━━━━━ Available data ━━━━━

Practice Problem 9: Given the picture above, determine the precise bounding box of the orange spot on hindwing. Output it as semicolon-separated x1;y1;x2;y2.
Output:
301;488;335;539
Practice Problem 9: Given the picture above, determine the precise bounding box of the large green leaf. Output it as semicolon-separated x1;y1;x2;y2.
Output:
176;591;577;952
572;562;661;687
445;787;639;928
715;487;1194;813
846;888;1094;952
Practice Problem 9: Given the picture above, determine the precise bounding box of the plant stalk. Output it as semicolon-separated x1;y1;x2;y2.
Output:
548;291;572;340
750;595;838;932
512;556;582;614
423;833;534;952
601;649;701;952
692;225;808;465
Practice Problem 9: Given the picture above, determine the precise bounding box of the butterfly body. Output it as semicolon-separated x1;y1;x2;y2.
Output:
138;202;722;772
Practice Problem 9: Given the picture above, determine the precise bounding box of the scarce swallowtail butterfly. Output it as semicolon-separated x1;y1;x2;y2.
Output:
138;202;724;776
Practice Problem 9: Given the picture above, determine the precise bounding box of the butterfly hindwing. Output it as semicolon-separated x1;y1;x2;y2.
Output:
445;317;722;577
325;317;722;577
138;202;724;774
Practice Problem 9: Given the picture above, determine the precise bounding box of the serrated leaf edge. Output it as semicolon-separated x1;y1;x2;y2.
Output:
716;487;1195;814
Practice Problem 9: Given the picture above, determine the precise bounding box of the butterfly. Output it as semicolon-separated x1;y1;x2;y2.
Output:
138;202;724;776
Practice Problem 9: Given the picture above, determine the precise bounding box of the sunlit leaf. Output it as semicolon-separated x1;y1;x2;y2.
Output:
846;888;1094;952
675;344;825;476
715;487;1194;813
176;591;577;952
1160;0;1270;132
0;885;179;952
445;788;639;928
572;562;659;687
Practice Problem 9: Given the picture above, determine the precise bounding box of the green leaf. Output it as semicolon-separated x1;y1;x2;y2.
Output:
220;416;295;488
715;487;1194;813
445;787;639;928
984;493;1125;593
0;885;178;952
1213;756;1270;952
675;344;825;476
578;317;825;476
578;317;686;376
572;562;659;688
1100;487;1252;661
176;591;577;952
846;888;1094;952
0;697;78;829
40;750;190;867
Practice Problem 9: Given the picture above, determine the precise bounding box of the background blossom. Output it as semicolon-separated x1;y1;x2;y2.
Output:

━━━━━

Task ::
Render the listing as a JSON list of strings, one string per line, from the line containing "of the scarce" through the end of the listing, both included. Leave out blank lines.

Solution below ::
[
  "Practice Problem 9: Given the picture above, determine the precise bounding box of the scarce swallowtail butterfly. Output it as semicolon-separated x1;y1;x2;y2.",
  "Output:",
  "138;202;724;776",
  "Practice Problem 9: Given the picture above, determine the precise bounding box of the butterfly hindwing. Output it as semicolon-separated x1;y1;x2;y2.",
  "Output:",
  "445;317;722;577",
  "325;317;722;577",
  "138;202;724;774",
  "Practice Problem 9: Given the picture above, determine the precise bounding box of the serrated leaf edge. Output it as semicolon-separated x1;y1;x2;y2.",
  "Output:",
  "716;487;1195;814",
  "Practice Problem 9: Given the picture above, determine the precise bounding box of the butterfly. Output it as semicolon-separated x1;y1;x2;y2.",
  "Output:",
  "138;202;724;776",
  "Practice Problem 9: Given the picture above, determine the precise bounding box of the sunlit leaf. Output it as semicolon-separated x1;y1;x2;y2.",
  "Output:",
  "846;888;1094;952",
  "675;344;825;476",
  "715;487;1194;813",
  "176;591;577;952",
  "1160;0;1270;132",
  "0;885;179;952",
  "445;788;639;928",
  "572;562;659;687",
  "Practice Problem 9: Given the picture above, determine the precise bounding box of the green leaf. Output it as semicolon-separated x1;y1;x2;y2.",
  "Output:",
  "220;416;295;488",
  "715;487;1194;813",
  "445;787;639;928",
  "984;493;1125;593",
  "0;885;178;952",
  "1213;756;1270;952",
  "675;344;825;476",
  "578;317;825;476",
  "578;317;686;376",
  "572;562;659;688",
  "1100;487;1252;661",
  "176;591;577;952",
  "846;888;1094;952",
  "0;697;78;829",
  "40;750;190;867",
  "Practice Problem 9: Given the picture above, determine the precise bounding box of the background blossom. Output it as semicolon-separated x1;y1;x2;y2.",
  "Output:"
]